+++ Extrait fourni +++

Monsieur le président, monsieur le ministre, mes chers collègues, j’ai la conviction que nous sommes au cœur d’une période tumultueuse, voire chaotique, assurément de transition.
Nous sommes dans une période de transition, parce que le numérique met à l’épreuve notre droit d’auteur, mais aussi parce que les nouvelles technologies se sont imposées si rapidement et si violemment que c’est la nature même de l’œuvre qui s’en est trouvée modifiée. Le législateur, donc la législation, se trouve en retard d’une guerre, si j’ose dire.
Mais cette période de transition pourrait malheureusement se révéler déterminante. Google veut profiter de cette confusion pour démanteler le droit d’auteur. En réalité, Google ne fait que profiter de l’espace que nous lui abandonnons.

+++

Consigne A:
D'après l'extrait, qu'est-ce que Google veut démanteler ?
L'extrait et la liste n'ont aucun rapport entre eux.

+++ Données brutes +++

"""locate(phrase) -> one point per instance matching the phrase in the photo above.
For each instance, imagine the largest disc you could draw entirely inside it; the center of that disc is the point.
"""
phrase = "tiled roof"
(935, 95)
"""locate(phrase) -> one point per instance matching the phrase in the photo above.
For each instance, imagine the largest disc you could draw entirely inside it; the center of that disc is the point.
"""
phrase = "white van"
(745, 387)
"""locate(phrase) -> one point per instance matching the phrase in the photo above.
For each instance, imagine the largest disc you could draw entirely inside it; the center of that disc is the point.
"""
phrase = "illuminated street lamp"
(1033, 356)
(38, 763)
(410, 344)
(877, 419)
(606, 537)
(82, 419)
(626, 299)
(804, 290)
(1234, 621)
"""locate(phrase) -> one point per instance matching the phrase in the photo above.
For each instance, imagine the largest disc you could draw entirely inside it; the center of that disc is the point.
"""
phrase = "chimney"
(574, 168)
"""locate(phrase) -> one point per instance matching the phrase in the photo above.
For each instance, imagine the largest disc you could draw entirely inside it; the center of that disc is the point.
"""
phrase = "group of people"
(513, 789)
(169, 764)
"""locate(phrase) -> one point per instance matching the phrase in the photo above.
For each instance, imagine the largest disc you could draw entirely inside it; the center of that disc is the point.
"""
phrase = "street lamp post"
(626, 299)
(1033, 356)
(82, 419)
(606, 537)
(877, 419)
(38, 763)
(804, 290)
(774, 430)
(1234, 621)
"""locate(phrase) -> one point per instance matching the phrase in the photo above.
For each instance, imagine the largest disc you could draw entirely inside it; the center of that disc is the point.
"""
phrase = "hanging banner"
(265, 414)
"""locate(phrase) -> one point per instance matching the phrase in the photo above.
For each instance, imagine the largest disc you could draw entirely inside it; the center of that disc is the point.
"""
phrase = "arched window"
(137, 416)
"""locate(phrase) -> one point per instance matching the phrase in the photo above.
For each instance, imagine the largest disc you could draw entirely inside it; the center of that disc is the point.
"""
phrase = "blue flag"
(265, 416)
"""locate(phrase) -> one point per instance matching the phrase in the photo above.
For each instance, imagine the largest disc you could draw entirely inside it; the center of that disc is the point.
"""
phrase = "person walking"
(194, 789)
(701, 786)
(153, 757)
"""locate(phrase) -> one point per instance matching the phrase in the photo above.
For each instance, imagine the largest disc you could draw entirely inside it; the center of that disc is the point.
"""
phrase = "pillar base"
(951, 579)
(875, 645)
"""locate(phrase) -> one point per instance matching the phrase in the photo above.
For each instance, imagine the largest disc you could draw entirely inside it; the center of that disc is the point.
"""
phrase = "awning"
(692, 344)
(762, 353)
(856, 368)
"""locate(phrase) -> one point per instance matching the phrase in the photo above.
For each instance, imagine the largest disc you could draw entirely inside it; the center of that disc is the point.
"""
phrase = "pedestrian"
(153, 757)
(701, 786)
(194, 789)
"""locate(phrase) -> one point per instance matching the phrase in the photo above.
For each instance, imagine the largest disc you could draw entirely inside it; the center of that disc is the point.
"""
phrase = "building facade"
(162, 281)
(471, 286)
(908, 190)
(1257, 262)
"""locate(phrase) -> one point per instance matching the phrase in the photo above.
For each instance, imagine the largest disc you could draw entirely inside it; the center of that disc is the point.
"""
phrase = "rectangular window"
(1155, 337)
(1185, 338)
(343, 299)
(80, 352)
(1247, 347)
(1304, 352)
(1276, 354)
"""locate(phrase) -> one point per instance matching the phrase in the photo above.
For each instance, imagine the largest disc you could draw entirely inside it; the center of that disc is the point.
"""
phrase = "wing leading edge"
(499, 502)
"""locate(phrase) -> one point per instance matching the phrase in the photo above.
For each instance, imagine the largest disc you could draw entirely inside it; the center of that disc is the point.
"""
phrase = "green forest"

+++

Consigne B:
Relevez dans la liste ci-dessus chaque ligne où figure le mot « lamp ».

Corrigé A:
Le droit d'auteur.

Corrigé B:
phrase = "illuminated street lamp"
phrase = "street lamp post"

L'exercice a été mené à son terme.